Problem details: Gather every line in the data below that contains the string "vegetation" and copy each one out.

(Dataset rows)
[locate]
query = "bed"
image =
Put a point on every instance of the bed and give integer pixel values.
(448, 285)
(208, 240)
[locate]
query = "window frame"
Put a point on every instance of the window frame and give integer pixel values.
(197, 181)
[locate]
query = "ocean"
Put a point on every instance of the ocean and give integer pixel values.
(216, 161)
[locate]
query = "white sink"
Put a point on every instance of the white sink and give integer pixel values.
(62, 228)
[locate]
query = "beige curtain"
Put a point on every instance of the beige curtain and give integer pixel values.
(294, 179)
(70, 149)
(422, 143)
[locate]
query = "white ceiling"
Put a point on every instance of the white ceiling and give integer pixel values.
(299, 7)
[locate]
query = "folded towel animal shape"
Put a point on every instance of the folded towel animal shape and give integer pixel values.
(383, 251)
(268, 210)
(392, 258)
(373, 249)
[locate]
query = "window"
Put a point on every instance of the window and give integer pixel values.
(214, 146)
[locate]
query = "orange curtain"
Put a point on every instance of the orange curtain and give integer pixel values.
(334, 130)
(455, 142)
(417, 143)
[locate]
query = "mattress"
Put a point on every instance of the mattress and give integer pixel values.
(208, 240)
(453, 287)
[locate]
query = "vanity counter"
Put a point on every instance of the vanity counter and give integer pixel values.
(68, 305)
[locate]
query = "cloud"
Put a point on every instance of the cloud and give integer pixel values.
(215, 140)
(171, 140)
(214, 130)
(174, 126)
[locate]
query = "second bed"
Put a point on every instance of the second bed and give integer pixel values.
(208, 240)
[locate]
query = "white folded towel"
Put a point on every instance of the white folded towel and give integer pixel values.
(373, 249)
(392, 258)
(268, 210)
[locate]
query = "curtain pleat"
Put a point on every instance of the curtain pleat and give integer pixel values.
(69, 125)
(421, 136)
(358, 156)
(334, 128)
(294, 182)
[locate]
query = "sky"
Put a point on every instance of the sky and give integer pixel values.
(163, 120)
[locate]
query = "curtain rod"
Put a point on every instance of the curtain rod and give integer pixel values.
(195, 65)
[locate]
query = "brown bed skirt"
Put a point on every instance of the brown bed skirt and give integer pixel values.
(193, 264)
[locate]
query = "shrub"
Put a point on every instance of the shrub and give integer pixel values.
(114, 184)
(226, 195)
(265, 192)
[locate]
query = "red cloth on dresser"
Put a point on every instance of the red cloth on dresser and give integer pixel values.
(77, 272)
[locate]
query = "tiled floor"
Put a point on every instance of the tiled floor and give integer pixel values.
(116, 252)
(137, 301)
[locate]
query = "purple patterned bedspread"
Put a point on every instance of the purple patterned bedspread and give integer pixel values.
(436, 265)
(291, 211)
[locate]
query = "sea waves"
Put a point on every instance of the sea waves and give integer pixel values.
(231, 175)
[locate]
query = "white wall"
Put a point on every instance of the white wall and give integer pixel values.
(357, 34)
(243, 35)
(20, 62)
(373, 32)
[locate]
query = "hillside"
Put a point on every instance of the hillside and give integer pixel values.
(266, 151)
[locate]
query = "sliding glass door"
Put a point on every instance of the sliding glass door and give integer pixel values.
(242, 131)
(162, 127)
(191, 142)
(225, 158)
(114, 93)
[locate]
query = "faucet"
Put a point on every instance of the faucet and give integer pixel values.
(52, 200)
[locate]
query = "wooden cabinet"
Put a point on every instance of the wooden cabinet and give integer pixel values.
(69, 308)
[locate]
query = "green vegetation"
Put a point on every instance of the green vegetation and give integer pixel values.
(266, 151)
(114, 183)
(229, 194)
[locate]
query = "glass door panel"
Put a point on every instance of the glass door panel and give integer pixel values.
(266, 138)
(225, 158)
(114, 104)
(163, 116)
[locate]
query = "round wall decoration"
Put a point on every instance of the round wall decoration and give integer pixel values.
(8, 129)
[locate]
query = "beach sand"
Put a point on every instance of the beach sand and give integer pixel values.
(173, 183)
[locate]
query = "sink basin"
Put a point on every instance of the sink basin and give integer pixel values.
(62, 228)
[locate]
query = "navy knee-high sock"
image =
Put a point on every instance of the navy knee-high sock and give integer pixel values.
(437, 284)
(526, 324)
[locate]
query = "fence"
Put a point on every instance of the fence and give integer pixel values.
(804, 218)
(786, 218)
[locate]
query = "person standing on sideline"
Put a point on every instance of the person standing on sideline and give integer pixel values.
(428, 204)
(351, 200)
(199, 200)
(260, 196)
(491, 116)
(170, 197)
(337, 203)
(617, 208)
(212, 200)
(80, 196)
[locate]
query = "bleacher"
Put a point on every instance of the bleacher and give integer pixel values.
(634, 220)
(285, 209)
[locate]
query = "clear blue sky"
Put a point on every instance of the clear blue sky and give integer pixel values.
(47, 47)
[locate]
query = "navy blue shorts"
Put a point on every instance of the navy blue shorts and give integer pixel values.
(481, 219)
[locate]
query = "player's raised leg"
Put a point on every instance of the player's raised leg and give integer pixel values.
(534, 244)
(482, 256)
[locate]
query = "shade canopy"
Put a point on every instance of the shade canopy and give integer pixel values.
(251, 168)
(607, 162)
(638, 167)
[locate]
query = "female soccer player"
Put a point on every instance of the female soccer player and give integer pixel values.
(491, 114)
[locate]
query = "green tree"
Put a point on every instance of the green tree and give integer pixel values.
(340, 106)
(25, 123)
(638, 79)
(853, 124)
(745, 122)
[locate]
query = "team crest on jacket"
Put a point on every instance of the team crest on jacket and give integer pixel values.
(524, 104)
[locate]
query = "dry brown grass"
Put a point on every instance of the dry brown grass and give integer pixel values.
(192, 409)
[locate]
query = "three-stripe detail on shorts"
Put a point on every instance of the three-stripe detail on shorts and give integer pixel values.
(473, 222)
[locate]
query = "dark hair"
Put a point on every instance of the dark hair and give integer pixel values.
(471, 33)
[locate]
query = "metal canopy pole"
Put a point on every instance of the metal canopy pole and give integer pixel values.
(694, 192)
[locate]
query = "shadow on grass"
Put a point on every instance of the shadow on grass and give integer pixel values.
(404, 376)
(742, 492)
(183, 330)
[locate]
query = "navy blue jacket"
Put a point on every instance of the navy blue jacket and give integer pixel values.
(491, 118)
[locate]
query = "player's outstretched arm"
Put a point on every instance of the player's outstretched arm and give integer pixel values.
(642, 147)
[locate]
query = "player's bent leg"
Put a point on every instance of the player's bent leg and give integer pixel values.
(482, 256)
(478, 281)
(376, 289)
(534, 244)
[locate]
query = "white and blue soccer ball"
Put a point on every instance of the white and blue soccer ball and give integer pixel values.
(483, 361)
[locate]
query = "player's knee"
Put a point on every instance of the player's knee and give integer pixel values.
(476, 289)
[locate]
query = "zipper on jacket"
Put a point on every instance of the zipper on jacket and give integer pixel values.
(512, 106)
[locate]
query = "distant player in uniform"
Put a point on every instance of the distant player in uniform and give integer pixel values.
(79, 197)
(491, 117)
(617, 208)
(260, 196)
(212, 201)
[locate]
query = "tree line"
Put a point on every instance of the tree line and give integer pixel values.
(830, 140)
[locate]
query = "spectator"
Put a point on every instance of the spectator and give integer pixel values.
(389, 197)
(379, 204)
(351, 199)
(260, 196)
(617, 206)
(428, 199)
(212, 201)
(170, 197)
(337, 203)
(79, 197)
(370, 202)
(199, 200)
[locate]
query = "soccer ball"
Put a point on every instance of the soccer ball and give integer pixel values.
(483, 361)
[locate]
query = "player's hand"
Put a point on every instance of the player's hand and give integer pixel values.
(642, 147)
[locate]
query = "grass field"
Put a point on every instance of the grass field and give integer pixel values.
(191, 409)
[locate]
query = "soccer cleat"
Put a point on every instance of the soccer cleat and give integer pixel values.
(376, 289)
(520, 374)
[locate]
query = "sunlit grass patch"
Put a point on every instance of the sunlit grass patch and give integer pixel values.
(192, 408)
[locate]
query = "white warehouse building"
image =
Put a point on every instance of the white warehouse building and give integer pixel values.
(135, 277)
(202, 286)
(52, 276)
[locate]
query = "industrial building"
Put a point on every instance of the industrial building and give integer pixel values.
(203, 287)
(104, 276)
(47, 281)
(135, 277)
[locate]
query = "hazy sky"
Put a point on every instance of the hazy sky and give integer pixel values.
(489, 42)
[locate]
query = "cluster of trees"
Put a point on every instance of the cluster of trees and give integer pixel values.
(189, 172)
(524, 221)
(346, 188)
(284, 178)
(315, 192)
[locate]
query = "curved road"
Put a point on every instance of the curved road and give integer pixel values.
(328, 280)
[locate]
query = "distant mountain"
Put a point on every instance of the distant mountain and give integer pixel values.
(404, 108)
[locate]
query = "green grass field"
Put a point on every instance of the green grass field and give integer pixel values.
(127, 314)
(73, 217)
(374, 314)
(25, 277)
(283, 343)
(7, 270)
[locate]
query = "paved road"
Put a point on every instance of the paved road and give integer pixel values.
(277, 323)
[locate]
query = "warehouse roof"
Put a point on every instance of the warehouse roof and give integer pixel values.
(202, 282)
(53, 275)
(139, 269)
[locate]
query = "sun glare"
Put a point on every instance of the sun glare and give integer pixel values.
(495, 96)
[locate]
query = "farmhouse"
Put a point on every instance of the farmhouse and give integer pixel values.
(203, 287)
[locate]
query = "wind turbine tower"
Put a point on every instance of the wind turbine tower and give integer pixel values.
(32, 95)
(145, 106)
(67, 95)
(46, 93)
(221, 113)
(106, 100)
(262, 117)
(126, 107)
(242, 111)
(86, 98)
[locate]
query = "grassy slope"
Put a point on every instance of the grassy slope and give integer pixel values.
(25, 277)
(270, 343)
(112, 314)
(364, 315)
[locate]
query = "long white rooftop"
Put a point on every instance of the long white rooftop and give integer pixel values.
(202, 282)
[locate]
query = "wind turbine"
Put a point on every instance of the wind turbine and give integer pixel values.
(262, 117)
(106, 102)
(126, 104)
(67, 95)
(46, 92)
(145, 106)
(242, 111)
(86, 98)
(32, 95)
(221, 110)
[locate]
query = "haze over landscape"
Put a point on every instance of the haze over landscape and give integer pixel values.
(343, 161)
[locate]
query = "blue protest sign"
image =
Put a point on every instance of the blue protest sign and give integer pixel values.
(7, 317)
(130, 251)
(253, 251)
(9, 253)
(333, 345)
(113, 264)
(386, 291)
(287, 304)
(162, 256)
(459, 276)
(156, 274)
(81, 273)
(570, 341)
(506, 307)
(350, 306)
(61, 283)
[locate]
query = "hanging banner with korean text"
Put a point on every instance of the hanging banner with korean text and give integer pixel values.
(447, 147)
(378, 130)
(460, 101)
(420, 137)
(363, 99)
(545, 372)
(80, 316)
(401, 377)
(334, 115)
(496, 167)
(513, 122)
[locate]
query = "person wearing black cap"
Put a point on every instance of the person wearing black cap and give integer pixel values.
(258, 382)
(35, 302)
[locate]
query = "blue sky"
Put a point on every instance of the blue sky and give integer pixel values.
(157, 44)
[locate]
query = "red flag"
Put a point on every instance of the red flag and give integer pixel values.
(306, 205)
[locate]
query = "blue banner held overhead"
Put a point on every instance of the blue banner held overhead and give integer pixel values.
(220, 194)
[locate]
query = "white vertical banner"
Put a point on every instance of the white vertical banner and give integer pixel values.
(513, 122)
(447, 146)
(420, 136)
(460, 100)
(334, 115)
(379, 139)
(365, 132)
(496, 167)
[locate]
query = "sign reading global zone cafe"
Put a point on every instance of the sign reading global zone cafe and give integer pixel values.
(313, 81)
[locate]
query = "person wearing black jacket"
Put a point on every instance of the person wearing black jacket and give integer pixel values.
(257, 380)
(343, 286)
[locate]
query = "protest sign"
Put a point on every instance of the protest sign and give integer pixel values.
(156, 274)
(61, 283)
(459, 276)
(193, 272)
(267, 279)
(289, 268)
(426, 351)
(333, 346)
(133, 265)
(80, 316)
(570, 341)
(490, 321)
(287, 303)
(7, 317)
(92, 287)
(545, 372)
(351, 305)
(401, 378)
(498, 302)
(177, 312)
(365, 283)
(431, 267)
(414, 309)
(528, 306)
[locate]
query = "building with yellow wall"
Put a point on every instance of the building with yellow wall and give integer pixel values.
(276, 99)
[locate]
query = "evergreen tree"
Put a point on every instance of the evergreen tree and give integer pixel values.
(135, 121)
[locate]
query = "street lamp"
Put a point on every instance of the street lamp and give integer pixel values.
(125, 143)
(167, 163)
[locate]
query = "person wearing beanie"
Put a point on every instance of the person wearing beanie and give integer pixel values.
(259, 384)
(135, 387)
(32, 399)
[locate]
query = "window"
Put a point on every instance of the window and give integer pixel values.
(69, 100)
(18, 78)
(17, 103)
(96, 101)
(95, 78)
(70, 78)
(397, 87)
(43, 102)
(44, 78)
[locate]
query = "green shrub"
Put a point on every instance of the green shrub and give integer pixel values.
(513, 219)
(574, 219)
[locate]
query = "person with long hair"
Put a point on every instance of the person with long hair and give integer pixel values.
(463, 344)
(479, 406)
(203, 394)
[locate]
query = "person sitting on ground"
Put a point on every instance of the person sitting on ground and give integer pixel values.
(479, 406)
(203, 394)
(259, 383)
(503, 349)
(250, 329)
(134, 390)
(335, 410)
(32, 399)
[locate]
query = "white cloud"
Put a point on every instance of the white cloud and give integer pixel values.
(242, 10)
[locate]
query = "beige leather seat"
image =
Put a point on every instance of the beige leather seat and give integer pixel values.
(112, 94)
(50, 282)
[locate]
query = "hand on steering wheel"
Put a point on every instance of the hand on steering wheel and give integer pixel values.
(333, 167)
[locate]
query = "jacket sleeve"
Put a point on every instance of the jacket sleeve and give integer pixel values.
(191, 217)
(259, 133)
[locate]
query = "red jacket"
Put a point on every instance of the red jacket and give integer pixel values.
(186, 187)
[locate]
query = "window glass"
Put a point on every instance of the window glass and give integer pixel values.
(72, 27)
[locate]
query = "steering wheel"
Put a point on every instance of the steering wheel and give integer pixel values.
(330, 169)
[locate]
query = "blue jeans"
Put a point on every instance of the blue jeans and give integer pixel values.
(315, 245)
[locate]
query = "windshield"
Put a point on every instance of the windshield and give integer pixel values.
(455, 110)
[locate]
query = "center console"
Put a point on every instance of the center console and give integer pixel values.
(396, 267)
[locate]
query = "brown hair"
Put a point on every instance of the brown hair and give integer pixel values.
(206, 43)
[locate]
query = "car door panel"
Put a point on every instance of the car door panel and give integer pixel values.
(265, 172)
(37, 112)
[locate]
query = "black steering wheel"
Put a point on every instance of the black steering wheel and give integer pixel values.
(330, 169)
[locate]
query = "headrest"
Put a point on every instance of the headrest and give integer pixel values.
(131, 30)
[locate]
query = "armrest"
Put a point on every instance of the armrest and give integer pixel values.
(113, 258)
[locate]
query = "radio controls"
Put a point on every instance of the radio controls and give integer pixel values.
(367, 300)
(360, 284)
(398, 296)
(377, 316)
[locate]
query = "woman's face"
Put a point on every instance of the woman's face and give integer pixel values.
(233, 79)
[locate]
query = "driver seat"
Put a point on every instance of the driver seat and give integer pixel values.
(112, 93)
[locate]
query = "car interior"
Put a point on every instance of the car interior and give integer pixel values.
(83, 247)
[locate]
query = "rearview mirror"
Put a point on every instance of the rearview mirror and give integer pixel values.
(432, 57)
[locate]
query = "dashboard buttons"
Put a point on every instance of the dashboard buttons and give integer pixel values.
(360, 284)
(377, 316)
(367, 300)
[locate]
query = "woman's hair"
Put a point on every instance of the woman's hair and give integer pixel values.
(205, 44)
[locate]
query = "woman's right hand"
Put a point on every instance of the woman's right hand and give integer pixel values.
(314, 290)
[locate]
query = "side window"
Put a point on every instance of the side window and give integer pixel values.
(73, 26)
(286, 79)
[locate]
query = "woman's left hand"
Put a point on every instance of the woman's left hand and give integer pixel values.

Exercise answer:
query = "green vegetation"
Put a point on every instance of the green vegetation and give integer pixel values.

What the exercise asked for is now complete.